▸ Source extract:
▼

A.) Assuming that the child or young person in question has a disability or a learning difficulty, the correct question at this stage is whether it MAY BE  necessary for special educational provision to be made, NOT whether IT IS necessary for such provision to be made according to the Upper Tribunal in  RB v Calderdale MBC (SEN) [2018] UKUT 390 (AAC).

The requirement to form an initial rather than a conclusive view may seem obvious, but this is an area where many parents and young people still face tremendous difficulties when applying for a needs assessment.

In this case the mother of a young teenager (R) with indeterminate colitis (and consequently a patchy attendance record), applied for her son to undergo an Education, Health and Care needs assessment but the local authority declined on the basis of perceived medical needs and the adequacy of support in his existing school. It is important to note that the young man in question was academically able.

An appeal was then made to the SEND Tribunal but this was dismissed.

Upper Tribunal Judge Rowland granted permission to appeal to the Upper Tribunal and in doing so cast doubt on the SEND Tribunal’s interpretation of ss 20 and 21 The Children and Families Act 2014 (the sections which define special educational needs and special educational provision).

▲

▸ Instructions:
a) According to the case summary, on what grounds did the local authority refuse the request for R's Education, Health and Care needs assessment?
b) Write the next part of the summary of the Calderdale special educational needs case, picking up after its last sentence.

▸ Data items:
▼

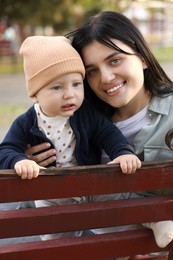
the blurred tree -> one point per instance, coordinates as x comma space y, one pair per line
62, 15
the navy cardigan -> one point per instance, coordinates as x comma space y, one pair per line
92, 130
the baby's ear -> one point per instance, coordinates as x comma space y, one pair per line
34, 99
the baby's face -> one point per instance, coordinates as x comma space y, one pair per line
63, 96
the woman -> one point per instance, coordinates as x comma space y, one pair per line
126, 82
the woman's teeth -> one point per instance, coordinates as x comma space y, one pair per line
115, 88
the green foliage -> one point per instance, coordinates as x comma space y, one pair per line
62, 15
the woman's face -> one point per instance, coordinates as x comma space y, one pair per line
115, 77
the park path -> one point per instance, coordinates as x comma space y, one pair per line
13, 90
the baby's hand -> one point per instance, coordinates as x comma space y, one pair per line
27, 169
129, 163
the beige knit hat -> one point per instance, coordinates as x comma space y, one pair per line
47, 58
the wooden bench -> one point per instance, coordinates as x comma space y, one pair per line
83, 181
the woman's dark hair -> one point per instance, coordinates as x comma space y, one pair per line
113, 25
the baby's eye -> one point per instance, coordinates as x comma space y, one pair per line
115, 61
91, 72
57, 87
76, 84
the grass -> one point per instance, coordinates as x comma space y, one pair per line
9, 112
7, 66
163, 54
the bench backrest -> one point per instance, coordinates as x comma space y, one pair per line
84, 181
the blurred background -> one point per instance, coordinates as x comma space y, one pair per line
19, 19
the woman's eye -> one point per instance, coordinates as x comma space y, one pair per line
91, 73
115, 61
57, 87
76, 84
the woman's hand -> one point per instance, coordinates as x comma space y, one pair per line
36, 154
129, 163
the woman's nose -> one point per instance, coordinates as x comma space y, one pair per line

▲

▸ Answers for this exercise:
a) The local authority refused because it considered R's needs to be medical and judged the support in his existing school to be adequate.

b)
The case then came before Upper Tribunal (UT) Judge Wikeley who, applying the earlier case of Cambridgeshire County Council v FL-J [2016], confirmed that the correct test was the MAY BE and not the MUST test.

It is also interesting to note that the UT Judge looked at the definition of special educational provision given in s 21 The Children and Families Act 2014 and was clear that a narrow curriculum based definition must not apply, which was an error made by the SEND Tribunal.

The Tribunal thus failed to give sufficient weight to the fact that R was not at school at the material time and also failed to consider what provision might be necessary to ensure that he was able to return to school. As such, the Tribunal missed the point that the interventions R required to enable him to return to (and remain at) school (e.g. home tuition and help to address the mental health issues associated with his physical disability), delivered “otherwise than at a school”, “might” have fallen within the definition of special educational provision.